◆ **Brief**: The full set of entries is to be returned word for word.

◆ **Extracted records**:
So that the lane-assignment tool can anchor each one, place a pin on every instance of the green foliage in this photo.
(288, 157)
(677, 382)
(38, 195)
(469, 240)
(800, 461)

◆ **Completed exercise**:
So that the lane-assignment tool can anchor each one, place a pin on every instance of the green foliage in this photo.
(288, 157)
(677, 382)
(38, 195)
(469, 240)
(800, 461)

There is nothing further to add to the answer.